▶ [CONSIGNE ÉCRITE 1] Extrais des entrées ci-dessous chaque ligne qui contient la chaîne "rear".
▶ [CONSIGNE ÉCRITE 2] Reprends le texte ci-dessous sur le narrateur à Auschwitz et prolonge-le après sa dernière phrase.

▶ [SOURCE]
....

Il faut dire qu’il ne comprend pas tout ce qu’il voit à son arrivée, aveuglé qu’il est par un irrépressible esprit positif. Les pages concernant cette période accumulent les quiproquos. « ... arriva un chariot tiré par de petits enfants qui avaient des harnais sur les épaules, comme des poneys, un homme à grande moustache marchait à côté d’eux avec un fouet à la main. Le chargement disparaissait sous des couvertures, mais à travers les nombreuses fentes et les chiffons, on pouvait voir du pain, on apercevait sans erreur possible des miches blanches : j’en ai déduit que, visiblement, ils étaient malgré tout logés à meilleure enseigne que nous. ». Cela se passe à Auschwitz. Ce n’était probablement pas des miches de pain.... En observateur quasi extérieur à ce qu’il voit, le narrateur ne peut s’empêcher d’admirer l’organisation mise en place par les nazis. Evidemment, il voit à sa manière, ingénu ou inconscient. La façon dont les bourreaux amènent les victimes à laisser leurs bijoux, ils sont très gentils avec eux, les entourent de soin et d’affection, les enfants chantent et jouent et l’endroit où on les asphyxie est presque bucolique...surtout les chambres à gaz, ces baraquements entourés de pelouses et de fleurs ( Voyez à ce propos l’extrait du discours de Stockholm que j’ai retranscrit plus haut). Il en vient même à imaginer, mélange d’admiration objective et d’humour douloureux, la réunion au cours de laquelle tout ce processus d’extermination a été mis au point par les nazis: « L’un d’eux tombe sur l’idée du gaz ; dans la foulée, un autre trouve la douche, un troisième le savon, un quatrième ajoute les fleurs, et ainsi de suite. Certaines idées ont peut-être été discutées longuement, modifiées, d’autres en revanche ont été immédiatement acceptées avec joie, et en sautant en l’air (je ne sais pas pourquoi, mais j’insiste : ils sautaient en l’air), ils se frappent les mains les uns les autres.... »

....

▶ [JEU DE DONNÉES]
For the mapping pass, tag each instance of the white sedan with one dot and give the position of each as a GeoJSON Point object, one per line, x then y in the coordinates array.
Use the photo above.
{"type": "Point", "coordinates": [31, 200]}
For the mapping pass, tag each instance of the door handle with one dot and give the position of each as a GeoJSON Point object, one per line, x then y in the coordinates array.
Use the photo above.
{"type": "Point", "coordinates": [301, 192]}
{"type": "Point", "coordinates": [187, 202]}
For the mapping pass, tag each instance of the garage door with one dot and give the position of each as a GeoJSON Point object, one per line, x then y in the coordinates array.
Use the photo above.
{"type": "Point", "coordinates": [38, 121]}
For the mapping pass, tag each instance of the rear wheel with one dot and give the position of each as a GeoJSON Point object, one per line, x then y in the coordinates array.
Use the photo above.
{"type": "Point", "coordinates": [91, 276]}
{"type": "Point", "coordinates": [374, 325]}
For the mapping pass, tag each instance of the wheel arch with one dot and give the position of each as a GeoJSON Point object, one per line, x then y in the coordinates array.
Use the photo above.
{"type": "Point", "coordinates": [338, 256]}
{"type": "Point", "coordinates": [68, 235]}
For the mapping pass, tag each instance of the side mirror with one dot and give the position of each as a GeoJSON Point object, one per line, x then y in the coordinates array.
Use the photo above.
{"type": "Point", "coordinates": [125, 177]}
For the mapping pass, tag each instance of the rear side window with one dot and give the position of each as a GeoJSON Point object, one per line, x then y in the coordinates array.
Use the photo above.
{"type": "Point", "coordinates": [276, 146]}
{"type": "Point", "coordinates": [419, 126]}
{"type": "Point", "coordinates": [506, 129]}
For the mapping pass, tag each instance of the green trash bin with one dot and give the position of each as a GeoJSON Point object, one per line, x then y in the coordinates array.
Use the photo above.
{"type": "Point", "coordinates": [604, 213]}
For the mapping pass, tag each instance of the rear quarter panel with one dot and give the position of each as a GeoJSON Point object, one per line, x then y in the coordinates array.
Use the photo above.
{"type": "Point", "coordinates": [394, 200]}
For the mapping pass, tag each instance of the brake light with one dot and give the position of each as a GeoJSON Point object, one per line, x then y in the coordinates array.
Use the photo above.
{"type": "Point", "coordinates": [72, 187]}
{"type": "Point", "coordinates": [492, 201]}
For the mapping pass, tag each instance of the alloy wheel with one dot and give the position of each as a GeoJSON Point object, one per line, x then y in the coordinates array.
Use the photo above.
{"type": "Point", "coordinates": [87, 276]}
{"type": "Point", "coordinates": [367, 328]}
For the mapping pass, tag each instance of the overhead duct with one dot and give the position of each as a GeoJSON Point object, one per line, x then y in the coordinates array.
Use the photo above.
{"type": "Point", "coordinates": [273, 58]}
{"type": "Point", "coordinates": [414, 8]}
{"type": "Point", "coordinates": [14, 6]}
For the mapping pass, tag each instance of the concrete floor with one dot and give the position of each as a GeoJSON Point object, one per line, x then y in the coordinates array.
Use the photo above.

....

▶ [RÉSULTAT ATTENDU 1]
For the mapping pass, tag each instance of the rear wheel with one dot and give the position of each as a GeoJSON Point object, one per line, x then y in the coordinates array.
For the mapping pass, tag each instance of the rear side window with one dot and give the position of each as a GeoJSON Point object, one per line, x then y in the coordinates array.
For the mapping pass, tag each instance of the rear quarter panel with one dot and give the position of each as a GeoJSON Point object, one per line, x then y in the coordinates array.

▶ [RÉSULTAT ATTENDU 2]
Vous aurez remarqué, je parle du « narrateur ». Pas de Kertész. Comme si je parlais du personnage principal de « La recherche du temps perdu ». C’est le problème posé dans « Contre Sainte Beuve » de Proust aussi justement. « Être sans destin » est-il un roman autobiographique récit de la vie de Kertész ? Ou est-ce malgré tout autre chose ? Au début, je n’avais pas de doute. La vie de Kertész, tout simplement. Puis j’ai lu différentes choses concernant l’auteur. Notamment un objet inclassable : « Kaddish pour un enfant qui ne naîtra pas ». Et voilà que le Kertész d’un Être sans destin, partiellement assez positif, se transformait en un écorché vif, reclus dans sa haine. C’est un soliloque haletant, une logorrhée apparemment non maîtrisée par Kertész, un cri de douleur, le « fruit » d’une déchirure à vif. Une lecture franchement difficile. Un monologue craché par un atrabilaire reclus dans une haine généralisée comme il est reclus dans son HLM. Rage de vivre ou rage d’avoir survécu ? Alors qui était Kertész ?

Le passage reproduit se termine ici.